» **PASSAGE TO READ**:
━━━
Incomplete Policy: We only grant incompletes in this course under the direst of circumstances. By definition, an incomplete is warranted if the student is capable of completing the course satisfactorily, but some traumatic event has interfered with their capability to finish within the timeframe of the semester. Incompletes are not designed as stalling tactic to defer a poor performance in a class.
Academic Integrity Policy: UB's definition of Academic Integrity in part is, "Students are responsible for the honest completion and representation of their work". It is required as part of this course that you read and understand the departmental academic integrity policy located at the following URL:
http://www.cse.buffalo.edu/undergrad/policy_academic.php
There is a very fine line separating conversation pertaining to concepts and academic dishonesty. You are allowed to converse about general concepts, but in no way are you allowed to share code or have one person do the work for others. You must abide by the UB and Departmental Academic Integrity policy at all times. NOTE: Remember that items taken from the Internet are also covered by the academic integrity policy! If you are unsure if a particular action violates the academic integrity policy, assume that it does until you receive clarification from the instructor. We reserve the right to check or question any portion of any work submitted at any time during the semester or afterwards. If you are caught violating the academic integrity policy, you will minimally receive a ZERO in the course.
Exams Policy: There will be a midterm (Exam 1) that will be administered and graded before the resign date. Midterm material will cover all lecture and reading assignments before the exam, as well as concepts from the project assignments. Midterms are closed book, closed notes, and closed neighbor. The second exam (Exam 2) will be covering all lecture material after exam1 and all the projects. We do not give make up exams for any reason. If you miss an exam, you will receive a zero for that portion of the grade. Second exam will be on the last day of classes.
━━━
» **WHAT YOU NEED TO DO**:
a) Write out the course policies from "Incomplete Policy: We" up to and including "in a class.".
b) Under the course policies, what is the minimum penalty for a student caught violating the academic integrity policy?
Nothing in the listing is required for this exercise.

» **GIVEN DATA**:
━━━
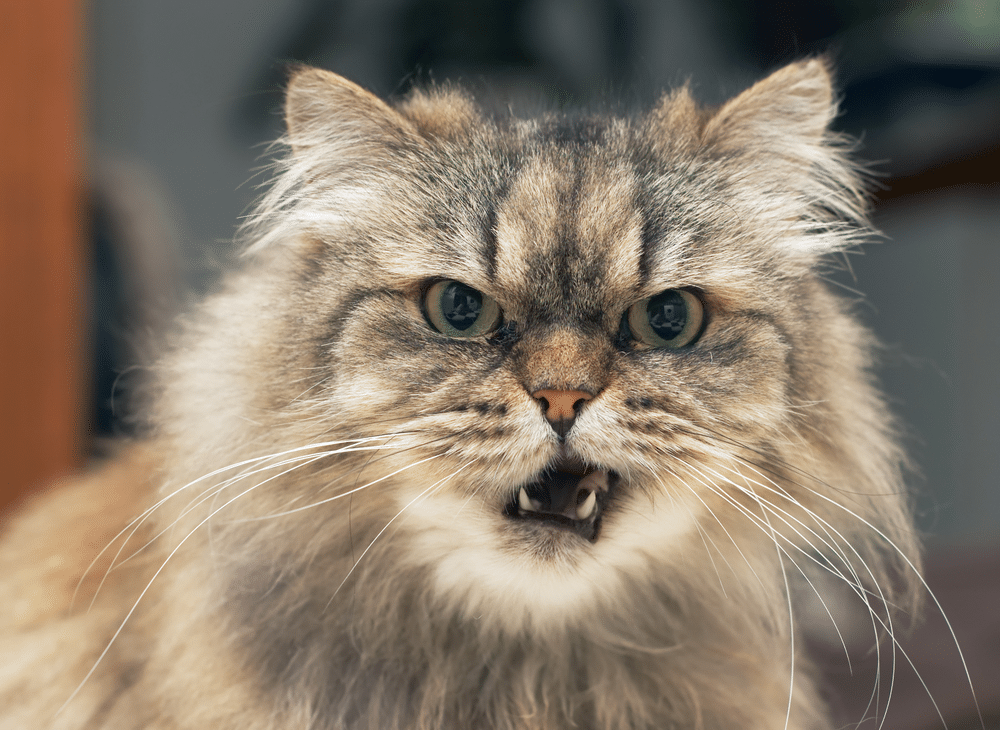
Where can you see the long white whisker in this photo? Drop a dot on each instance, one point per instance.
━━━
» **EXPECTED RESPONSES**:
a)
Incomplete Policy: We only grant incompletes in this course under the direst of circumstances. By definition, an incomplete is warranted if the student is capable of completing the course satisfactorily, but some traumatic event has interfered with their capability to finish within the timeframe of the semester. Incompletes are not designed as stalling tactic to defer a poor performance in a class.

b) A zero in the course.